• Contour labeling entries
START

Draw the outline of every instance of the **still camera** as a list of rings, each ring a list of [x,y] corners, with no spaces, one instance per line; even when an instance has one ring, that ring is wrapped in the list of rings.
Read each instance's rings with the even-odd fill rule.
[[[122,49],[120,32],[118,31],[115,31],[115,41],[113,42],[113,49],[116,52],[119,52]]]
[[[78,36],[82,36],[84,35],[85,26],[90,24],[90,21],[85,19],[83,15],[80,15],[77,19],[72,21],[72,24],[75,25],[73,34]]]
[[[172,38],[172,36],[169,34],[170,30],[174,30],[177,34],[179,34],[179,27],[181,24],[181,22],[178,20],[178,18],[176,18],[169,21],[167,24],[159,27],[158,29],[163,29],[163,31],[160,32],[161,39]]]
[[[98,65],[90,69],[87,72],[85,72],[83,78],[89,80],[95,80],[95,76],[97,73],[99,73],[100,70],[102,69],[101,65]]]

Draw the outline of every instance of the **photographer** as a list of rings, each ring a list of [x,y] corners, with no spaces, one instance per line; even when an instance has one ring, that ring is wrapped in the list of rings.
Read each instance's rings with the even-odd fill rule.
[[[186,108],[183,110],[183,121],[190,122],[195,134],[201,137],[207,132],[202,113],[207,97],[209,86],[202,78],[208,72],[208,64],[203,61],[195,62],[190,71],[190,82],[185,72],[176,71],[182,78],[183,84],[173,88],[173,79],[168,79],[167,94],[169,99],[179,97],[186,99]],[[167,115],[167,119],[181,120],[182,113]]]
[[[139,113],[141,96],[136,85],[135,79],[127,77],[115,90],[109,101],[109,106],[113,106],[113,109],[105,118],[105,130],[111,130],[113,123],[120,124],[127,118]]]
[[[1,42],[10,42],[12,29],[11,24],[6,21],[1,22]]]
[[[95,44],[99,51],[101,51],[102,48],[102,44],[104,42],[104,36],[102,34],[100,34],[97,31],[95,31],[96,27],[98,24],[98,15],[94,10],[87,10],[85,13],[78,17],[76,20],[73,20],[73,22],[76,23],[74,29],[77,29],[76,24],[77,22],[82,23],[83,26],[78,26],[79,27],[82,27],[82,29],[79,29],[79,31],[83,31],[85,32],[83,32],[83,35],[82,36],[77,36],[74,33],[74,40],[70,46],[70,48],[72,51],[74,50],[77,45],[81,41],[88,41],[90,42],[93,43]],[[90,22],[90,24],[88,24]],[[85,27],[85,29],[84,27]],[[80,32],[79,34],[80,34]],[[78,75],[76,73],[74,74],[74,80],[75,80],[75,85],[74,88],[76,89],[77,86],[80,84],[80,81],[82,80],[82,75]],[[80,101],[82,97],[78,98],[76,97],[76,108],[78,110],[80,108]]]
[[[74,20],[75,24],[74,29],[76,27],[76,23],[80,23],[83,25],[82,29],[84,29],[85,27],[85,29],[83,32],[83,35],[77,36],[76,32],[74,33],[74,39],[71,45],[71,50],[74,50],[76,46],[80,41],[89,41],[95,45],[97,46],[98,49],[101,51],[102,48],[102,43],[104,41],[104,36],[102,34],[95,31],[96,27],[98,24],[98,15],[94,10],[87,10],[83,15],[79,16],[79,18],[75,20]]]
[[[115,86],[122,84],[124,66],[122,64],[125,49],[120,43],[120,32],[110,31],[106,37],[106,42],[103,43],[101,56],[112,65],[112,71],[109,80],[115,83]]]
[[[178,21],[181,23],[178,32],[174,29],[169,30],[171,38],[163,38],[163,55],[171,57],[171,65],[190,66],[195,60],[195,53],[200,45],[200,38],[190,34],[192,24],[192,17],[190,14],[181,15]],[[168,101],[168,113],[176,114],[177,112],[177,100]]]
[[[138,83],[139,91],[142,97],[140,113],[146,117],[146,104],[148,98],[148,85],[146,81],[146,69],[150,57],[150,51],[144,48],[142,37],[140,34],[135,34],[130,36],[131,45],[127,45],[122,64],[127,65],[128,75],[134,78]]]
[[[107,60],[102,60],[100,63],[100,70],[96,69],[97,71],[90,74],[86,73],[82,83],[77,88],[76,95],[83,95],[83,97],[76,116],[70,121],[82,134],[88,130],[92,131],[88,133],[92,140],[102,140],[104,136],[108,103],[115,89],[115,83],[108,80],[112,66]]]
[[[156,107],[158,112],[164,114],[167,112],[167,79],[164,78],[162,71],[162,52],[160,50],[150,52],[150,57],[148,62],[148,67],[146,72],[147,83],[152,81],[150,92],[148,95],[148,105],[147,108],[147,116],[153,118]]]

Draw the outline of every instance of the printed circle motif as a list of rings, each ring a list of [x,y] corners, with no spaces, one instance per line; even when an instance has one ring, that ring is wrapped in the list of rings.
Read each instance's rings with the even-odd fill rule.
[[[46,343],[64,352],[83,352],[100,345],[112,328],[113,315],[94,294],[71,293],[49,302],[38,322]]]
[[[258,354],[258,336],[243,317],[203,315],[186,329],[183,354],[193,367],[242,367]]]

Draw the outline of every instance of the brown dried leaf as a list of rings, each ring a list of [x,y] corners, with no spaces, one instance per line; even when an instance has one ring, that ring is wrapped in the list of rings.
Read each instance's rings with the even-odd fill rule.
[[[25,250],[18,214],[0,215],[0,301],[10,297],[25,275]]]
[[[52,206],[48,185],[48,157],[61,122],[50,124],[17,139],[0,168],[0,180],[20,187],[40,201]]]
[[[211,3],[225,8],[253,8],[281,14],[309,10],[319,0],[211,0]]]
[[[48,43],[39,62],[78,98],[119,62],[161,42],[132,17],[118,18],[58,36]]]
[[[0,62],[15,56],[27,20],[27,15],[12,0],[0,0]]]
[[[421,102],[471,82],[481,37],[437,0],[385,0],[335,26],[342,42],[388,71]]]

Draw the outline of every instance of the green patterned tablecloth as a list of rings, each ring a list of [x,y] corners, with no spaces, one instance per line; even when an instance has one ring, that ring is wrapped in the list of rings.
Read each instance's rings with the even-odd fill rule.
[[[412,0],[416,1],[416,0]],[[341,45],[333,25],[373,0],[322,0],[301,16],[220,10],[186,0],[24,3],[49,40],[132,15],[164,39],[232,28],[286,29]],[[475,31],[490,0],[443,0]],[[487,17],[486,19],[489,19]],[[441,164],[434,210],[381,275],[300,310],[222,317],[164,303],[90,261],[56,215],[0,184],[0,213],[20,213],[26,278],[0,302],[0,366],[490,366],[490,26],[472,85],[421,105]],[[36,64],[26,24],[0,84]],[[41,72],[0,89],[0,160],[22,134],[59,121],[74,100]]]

END

• PROBLEM
Reproduce the lines above, changing every "one instance per line" to "each instance on its own line" and leaving everything else untouched.

• WRITTEN REPLY
Draw the outline of every instance of the **still camera** as a list of rings, each ring a list of [x,y] corners, with no spaces, each instance on its own line; even when an instance has one ring, that ring is wrapped in the list of rings.
Read each instance's rings with the even-odd fill rule.
[[[122,49],[120,32],[118,31],[115,31],[115,41],[113,42],[113,49],[116,52],[119,52]]]
[[[78,36],[82,36],[84,35],[85,26],[90,24],[90,21],[85,19],[83,15],[80,15],[77,19],[72,21],[72,24],[75,25],[73,34]]]
[[[172,38],[172,36],[169,34],[170,30],[174,30],[177,34],[179,34],[179,27],[181,24],[181,22],[178,20],[178,18],[176,18],[169,21],[167,24],[159,27],[158,29],[163,29],[163,31],[160,32],[161,39]]]
[[[98,65],[90,69],[87,72],[85,72],[83,78],[89,80],[95,80],[95,76],[97,73],[99,73],[100,70],[102,69],[101,65]]]

Draw the outline of every instance of the **photographer** as a list of rings, each ring a list of [x,y] corners, with no spaces, each instance on its own line; even when an instance has one ring, that ring is wrapped in the list of rings.
Read each instance's rings with the even-odd fill rule.
[[[186,108],[183,110],[183,121],[190,122],[195,134],[201,137],[207,132],[202,113],[207,97],[209,86],[202,78],[208,72],[208,64],[203,61],[195,62],[190,71],[190,82],[185,72],[176,71],[182,78],[183,84],[173,88],[173,79],[168,79],[167,94],[169,99],[179,97],[186,99]],[[167,115],[167,119],[181,120],[182,113]]]
[[[139,113],[141,96],[136,85],[135,79],[127,77],[115,90],[109,101],[109,106],[113,106],[113,109],[105,118],[105,130],[111,130],[113,123],[120,124],[127,118]]]
[[[1,42],[10,42],[12,29],[11,24],[6,21],[1,22]]]
[[[95,44],[99,51],[101,51],[102,48],[102,44],[104,42],[104,36],[102,34],[100,34],[97,31],[95,31],[96,27],[98,24],[98,15],[94,10],[87,10],[85,13],[78,17],[76,20],[73,20],[73,22],[76,23],[74,29],[77,29],[76,24],[77,22],[82,23],[83,26],[78,26],[79,27],[82,27],[82,29],[79,29],[79,31],[83,31],[85,32],[83,32],[83,35],[82,36],[77,36],[74,33],[74,40],[70,46],[70,48],[72,51],[74,50],[77,45],[81,41],[88,41],[90,42],[93,43]],[[90,22],[90,24],[88,24]],[[85,27],[85,29],[84,27]],[[80,32],[79,34],[80,34]],[[78,75],[76,73],[74,74],[74,80],[75,80],[75,85],[74,88],[76,89],[77,86],[80,84],[80,81],[82,80],[82,75]],[[80,101],[82,97],[78,98],[76,97],[76,108],[78,110],[80,108]]]
[[[74,20],[75,24],[74,29],[76,27],[76,23],[80,23],[83,25],[82,29],[84,29],[85,27],[85,29],[83,32],[83,35],[77,36],[76,32],[74,33],[74,39],[71,45],[71,50],[74,50],[76,46],[80,41],[89,41],[95,45],[97,46],[98,49],[101,51],[102,48],[102,43],[104,41],[104,36],[102,34],[95,31],[96,27],[98,24],[98,15],[94,10],[87,10],[83,15],[79,16],[79,18],[75,20]]]
[[[115,86],[122,84],[124,66],[122,64],[125,49],[120,43],[120,32],[110,31],[106,37],[106,42],[103,43],[101,56],[112,65],[112,71],[109,80],[115,83]]]
[[[178,21],[181,23],[178,32],[174,29],[169,30],[171,38],[163,38],[163,55],[171,57],[171,65],[190,66],[195,60],[195,53],[200,45],[200,38],[190,34],[192,24],[192,17],[190,14],[181,15]],[[168,101],[168,113],[176,114],[177,112],[177,100]]]
[[[138,83],[139,91],[142,97],[140,113],[146,117],[146,104],[148,98],[148,85],[146,81],[146,69],[150,57],[150,51],[144,48],[142,37],[140,34],[135,34],[130,36],[131,45],[127,45],[122,64],[127,65],[128,75],[134,78]]]
[[[107,60],[102,60],[100,63],[100,70],[96,69],[97,71],[90,74],[86,73],[82,83],[77,88],[76,95],[83,95],[83,97],[76,116],[70,121],[82,134],[88,130],[92,131],[88,133],[92,140],[102,140],[104,136],[108,103],[115,89],[115,83],[108,80],[112,66]]]
[[[156,107],[158,112],[164,114],[167,112],[167,79],[164,78],[162,71],[162,52],[160,50],[150,52],[150,57],[148,62],[148,67],[146,72],[147,83],[152,81],[150,92],[148,95],[148,105],[147,108],[147,116],[153,118]]]

Draw the outline of every instance of the printed circle motif as a list of rings, each ring a list of [x,y] corners, with no spaces, each instance on its own line; even when an instance has one ring, that ring is wrapped in the list of rings.
Read each instance's rings with the even-odd fill rule.
[[[46,343],[64,352],[83,352],[100,345],[112,328],[113,315],[94,294],[71,293],[49,302],[38,322]]]
[[[258,354],[258,336],[243,317],[203,315],[186,329],[183,354],[193,367],[242,367]]]

Draw the outline of every instance of the brown dried leaf as a list of rings, each ring a list of [x,y] corners, with no spaces, each instance on its own line; even when an instance has one ring, that ring is wrapped in the list of rings.
Read each instance's rings with the even-odd fill rule.
[[[25,250],[18,214],[0,215],[0,301],[10,297],[25,275]]]
[[[52,206],[48,185],[48,157],[61,122],[50,124],[17,139],[0,168],[0,180],[20,187],[40,201]]]
[[[211,3],[225,8],[253,8],[281,14],[309,10],[319,0],[211,0]]]
[[[48,43],[39,62],[78,98],[119,62],[161,42],[132,17],[118,18],[58,36]]]
[[[0,62],[15,56],[27,20],[27,15],[12,0],[0,0]]]
[[[421,102],[471,82],[481,37],[437,0],[385,0],[335,26],[342,42],[388,71]]]

Draw the outline of every instance of the green patterned tablecloth as a list of rings, each ring a list of [x,y] corners, with no spaces, each instance on its own line; even when an instance has one ring, that ring is wrapped in the list of rings.
Read each instance's rings with the even-odd fill rule.
[[[412,0],[416,1],[416,0]],[[341,45],[333,25],[373,0],[322,0],[301,16],[220,10],[186,0],[24,3],[49,40],[132,15],[164,39],[232,28],[286,29]],[[475,31],[490,0],[443,0]],[[487,17],[486,19],[489,19]],[[441,164],[434,210],[381,275],[300,310],[222,317],[164,303],[90,261],[56,215],[0,184],[0,213],[20,213],[26,278],[0,302],[0,366],[490,366],[490,26],[472,85],[421,105]],[[36,64],[26,24],[0,84]],[[41,72],[0,89],[0,160],[22,134],[59,121],[74,100]]]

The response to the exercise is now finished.